● Objectif 1
Combien de lignes des rangées ci-dessous contiennent la chaîne « metal » ? Donnez uniquement ce nombre.

● Extrait du document
En 2001, dans le paysage offert par les productions des grands networks américains, il existait une série en particulier qui avait la légitimité, et sans doute le devoir, d'évoquer directement les évènements : Third Watch (New York 911). Créée en 1999, la série de NBC relate en effet le quotidien des pompiers, secouristes et policiers de New York (elle n'avait pas encore effectué le virage "cop-show" des dernières saisons). Cet automne 2001, elle allait débuter sa troisième saison. Et cet après-midi, je me suis replongée dans les trois premiers épisodes qui ont ouvert cette saison qui a démarré le 15 octobre 2001.

● Données fournies
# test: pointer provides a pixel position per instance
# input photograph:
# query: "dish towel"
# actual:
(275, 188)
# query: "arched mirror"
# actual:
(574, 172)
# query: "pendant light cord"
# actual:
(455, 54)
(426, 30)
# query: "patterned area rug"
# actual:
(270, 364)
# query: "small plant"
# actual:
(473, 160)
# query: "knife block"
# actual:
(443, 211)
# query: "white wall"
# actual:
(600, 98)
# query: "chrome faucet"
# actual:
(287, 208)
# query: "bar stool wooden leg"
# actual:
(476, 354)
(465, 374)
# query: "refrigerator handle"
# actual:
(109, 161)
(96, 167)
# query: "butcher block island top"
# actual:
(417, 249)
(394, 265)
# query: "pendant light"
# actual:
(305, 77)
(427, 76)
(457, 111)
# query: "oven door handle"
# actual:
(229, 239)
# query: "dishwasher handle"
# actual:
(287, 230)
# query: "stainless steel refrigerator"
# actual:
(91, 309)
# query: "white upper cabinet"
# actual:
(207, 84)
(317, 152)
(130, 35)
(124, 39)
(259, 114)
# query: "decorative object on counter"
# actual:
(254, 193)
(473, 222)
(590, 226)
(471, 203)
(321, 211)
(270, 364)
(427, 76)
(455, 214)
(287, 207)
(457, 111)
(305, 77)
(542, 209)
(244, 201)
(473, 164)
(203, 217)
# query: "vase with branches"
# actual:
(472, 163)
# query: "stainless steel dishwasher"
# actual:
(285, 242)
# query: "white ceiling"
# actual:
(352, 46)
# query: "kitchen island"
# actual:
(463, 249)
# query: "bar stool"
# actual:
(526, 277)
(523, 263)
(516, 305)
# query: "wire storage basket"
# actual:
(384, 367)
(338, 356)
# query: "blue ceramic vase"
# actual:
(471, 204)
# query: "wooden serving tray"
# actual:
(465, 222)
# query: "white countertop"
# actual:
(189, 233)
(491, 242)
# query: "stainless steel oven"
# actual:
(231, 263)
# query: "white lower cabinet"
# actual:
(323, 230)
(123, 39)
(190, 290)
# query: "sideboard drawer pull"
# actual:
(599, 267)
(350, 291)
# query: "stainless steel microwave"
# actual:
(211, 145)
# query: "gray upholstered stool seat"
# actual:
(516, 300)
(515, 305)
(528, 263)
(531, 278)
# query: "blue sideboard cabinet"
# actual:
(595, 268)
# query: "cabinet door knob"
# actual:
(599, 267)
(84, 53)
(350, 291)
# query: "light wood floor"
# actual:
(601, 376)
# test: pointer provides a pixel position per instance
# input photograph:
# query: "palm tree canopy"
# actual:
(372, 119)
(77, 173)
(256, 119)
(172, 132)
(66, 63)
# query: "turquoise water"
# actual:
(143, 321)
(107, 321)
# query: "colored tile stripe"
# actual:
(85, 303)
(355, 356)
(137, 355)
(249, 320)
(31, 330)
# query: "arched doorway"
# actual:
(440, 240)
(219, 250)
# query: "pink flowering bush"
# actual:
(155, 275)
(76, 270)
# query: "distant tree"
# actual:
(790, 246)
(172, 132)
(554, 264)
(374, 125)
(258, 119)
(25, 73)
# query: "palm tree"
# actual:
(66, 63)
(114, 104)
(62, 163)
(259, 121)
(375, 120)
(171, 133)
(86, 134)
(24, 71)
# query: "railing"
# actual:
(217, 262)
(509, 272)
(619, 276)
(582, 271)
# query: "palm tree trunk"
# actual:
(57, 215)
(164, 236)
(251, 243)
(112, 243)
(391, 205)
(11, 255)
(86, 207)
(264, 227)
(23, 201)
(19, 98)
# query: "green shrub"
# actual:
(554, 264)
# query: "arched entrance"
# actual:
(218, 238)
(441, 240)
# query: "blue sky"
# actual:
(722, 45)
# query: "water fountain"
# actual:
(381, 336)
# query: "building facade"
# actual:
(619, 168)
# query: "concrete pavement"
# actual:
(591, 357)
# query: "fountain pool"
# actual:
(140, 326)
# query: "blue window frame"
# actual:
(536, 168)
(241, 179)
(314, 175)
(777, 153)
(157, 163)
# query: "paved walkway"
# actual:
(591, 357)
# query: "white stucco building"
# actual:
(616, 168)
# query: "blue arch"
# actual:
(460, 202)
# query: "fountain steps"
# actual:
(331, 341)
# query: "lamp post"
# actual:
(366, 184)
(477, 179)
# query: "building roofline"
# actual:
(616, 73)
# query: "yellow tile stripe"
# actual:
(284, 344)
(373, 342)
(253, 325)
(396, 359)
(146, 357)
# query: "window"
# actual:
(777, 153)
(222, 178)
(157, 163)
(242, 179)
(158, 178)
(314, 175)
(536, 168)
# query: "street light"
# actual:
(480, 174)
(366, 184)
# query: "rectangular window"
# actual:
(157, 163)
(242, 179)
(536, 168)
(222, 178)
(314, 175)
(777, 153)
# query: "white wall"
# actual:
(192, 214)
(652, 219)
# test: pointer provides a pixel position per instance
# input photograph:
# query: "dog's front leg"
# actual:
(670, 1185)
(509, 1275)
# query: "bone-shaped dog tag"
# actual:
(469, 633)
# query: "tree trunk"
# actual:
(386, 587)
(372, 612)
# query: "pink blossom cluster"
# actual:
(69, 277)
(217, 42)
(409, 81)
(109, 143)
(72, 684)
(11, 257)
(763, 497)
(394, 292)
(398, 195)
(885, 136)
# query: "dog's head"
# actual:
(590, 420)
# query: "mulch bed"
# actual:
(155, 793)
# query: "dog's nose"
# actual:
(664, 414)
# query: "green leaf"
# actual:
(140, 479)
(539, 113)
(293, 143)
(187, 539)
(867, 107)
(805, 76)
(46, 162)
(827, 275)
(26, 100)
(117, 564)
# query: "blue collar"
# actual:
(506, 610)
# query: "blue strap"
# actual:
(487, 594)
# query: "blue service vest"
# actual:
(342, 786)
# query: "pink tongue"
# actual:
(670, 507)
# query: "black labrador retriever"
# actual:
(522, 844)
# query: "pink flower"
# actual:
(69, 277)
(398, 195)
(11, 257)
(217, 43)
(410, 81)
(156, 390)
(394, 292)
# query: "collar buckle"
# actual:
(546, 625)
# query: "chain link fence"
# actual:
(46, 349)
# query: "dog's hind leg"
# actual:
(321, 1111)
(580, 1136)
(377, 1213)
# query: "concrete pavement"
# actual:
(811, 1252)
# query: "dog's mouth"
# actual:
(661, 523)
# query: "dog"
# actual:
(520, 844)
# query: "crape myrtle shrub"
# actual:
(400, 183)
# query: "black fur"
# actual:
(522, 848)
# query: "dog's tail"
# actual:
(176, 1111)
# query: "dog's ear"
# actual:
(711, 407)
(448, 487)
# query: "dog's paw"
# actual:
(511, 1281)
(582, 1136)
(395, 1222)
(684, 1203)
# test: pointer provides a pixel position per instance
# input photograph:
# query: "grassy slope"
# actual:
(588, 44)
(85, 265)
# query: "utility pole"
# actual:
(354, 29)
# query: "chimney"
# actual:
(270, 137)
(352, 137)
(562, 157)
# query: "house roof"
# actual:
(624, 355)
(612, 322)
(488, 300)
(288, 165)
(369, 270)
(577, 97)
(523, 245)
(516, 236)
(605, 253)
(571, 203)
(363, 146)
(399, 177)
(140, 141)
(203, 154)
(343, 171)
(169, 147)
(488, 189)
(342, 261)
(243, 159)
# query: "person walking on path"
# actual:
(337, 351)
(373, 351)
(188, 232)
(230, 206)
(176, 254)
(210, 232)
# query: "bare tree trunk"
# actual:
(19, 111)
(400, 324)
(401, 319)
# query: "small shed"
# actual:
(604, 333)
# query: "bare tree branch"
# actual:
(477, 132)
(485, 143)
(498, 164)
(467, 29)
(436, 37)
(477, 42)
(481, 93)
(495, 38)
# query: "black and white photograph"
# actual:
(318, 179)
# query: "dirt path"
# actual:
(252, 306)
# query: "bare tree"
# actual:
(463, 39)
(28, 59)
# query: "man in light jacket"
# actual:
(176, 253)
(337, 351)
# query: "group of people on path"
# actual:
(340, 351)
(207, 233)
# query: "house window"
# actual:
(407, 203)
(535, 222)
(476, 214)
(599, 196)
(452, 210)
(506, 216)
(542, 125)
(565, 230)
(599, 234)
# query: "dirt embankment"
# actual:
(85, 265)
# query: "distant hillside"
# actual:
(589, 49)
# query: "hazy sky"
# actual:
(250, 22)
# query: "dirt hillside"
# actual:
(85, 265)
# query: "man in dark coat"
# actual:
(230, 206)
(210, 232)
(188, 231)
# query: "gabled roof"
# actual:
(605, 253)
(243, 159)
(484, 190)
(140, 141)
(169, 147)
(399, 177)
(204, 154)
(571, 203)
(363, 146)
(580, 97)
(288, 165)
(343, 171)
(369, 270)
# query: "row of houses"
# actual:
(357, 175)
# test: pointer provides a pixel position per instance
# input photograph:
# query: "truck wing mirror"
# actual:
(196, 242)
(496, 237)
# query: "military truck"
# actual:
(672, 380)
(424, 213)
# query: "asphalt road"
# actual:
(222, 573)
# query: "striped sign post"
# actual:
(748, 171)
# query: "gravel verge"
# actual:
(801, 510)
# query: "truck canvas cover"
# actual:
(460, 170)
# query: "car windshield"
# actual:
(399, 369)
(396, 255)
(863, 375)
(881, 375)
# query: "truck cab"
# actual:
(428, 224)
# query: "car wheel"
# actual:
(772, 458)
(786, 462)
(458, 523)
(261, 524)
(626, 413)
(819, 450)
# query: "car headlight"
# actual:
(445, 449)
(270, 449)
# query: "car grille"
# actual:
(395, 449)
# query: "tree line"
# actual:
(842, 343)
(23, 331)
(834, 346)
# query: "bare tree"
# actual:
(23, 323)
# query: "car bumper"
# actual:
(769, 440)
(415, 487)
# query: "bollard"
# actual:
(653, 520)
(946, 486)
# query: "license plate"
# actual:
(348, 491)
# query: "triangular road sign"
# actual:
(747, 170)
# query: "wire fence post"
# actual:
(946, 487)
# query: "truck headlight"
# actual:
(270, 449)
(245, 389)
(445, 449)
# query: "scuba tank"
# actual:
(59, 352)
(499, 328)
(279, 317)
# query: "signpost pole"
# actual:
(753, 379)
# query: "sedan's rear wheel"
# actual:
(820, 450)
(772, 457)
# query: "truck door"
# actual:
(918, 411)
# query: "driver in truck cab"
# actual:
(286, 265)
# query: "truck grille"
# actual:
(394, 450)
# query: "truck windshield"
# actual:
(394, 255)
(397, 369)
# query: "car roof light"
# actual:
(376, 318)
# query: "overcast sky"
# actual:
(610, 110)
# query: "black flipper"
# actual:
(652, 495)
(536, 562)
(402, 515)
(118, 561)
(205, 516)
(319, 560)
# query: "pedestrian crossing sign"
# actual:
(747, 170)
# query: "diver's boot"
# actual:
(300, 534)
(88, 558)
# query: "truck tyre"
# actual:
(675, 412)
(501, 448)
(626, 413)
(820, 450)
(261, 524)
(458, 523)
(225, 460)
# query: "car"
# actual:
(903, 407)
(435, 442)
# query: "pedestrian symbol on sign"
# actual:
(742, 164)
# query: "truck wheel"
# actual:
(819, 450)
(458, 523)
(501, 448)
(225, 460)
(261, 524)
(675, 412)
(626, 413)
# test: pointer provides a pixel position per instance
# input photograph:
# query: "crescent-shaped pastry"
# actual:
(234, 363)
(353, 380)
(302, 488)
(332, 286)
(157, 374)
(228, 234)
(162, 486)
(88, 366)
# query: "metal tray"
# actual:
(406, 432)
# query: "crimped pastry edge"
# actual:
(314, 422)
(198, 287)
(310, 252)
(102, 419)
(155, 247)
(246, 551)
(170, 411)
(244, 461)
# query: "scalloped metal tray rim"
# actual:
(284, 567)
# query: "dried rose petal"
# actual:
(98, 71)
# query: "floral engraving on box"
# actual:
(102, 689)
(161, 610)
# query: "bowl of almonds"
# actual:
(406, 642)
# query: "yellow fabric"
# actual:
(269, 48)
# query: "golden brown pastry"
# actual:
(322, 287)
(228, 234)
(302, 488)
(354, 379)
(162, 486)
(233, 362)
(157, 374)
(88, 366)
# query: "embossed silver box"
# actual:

● Objectif 2
Recopiez à l'identique le passage de l'extrait sur la série Third Watch, de « En 2001, dans » à « 15 octobre 2001. ».

● Solution complète 1
2

● Solution complète 2
En 2001, dans le paysage offert par les productions des grands networks américains, il existait une série en particulier qui avait la légitimité, et sans doute le devoir, d'évoquer directement les évènements : Third Watch (New York 911). Créée en 1999, la série de NBC relate en effet le quotidien des pompiers, secouristes et policiers de New York (elle n'avait pas encore effectué le virage "cop-show" des dernières saisons). Cet automne 2001, elle allait débuter sa troisième saison. Et cet après-midi, je me suis replongée dans les trois premiers épisodes qui ont ouvert cette saison qui a démarré le 15 octobre 2001.